- **Task to complete**:
How many lines in the entries below contain the string "sand"? Reply with the number alone.

- **Information provided**:
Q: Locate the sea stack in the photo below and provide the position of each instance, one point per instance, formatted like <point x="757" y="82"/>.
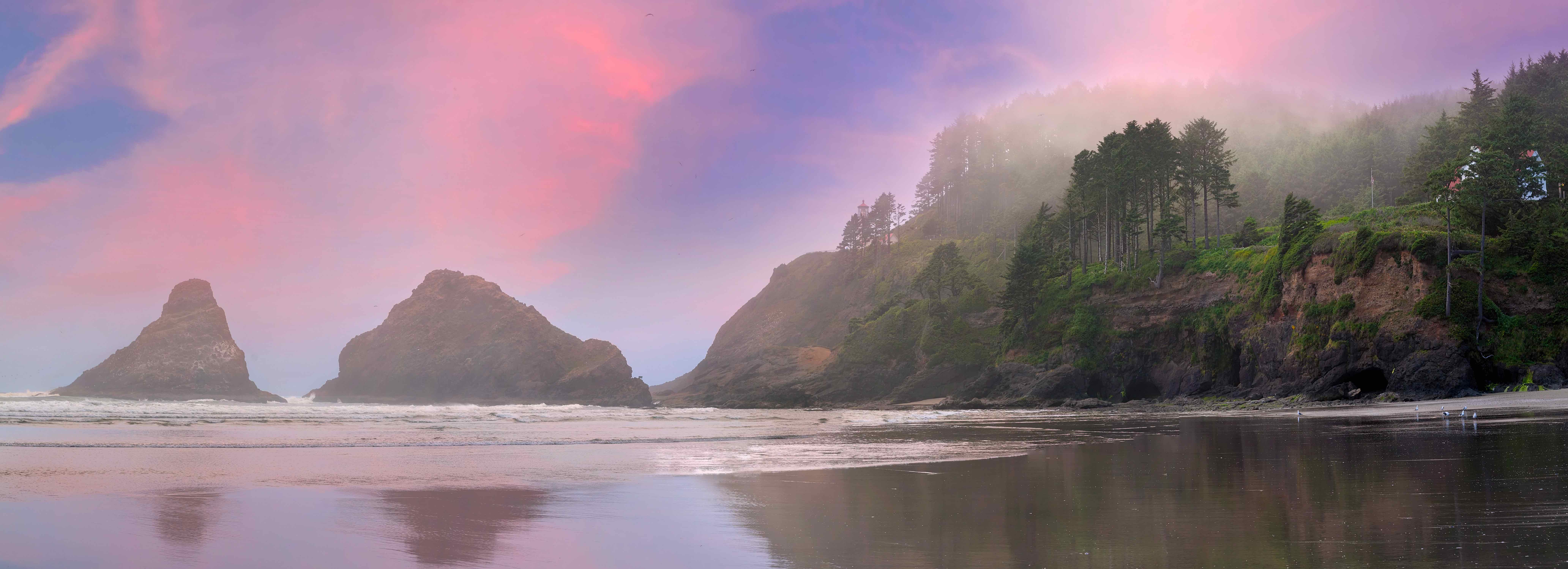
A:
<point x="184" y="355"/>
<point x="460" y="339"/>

* * *

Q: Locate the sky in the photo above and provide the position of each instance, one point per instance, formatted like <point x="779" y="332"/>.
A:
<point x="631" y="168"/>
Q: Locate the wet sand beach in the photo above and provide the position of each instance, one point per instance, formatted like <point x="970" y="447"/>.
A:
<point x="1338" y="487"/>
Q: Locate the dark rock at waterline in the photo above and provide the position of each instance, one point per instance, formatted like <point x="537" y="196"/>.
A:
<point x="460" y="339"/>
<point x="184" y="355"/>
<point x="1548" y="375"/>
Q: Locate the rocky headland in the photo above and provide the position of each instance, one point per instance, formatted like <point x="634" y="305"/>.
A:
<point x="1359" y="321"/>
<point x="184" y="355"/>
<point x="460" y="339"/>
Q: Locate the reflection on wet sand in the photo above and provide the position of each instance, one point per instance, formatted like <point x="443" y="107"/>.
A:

- **Response to the exercise**:
2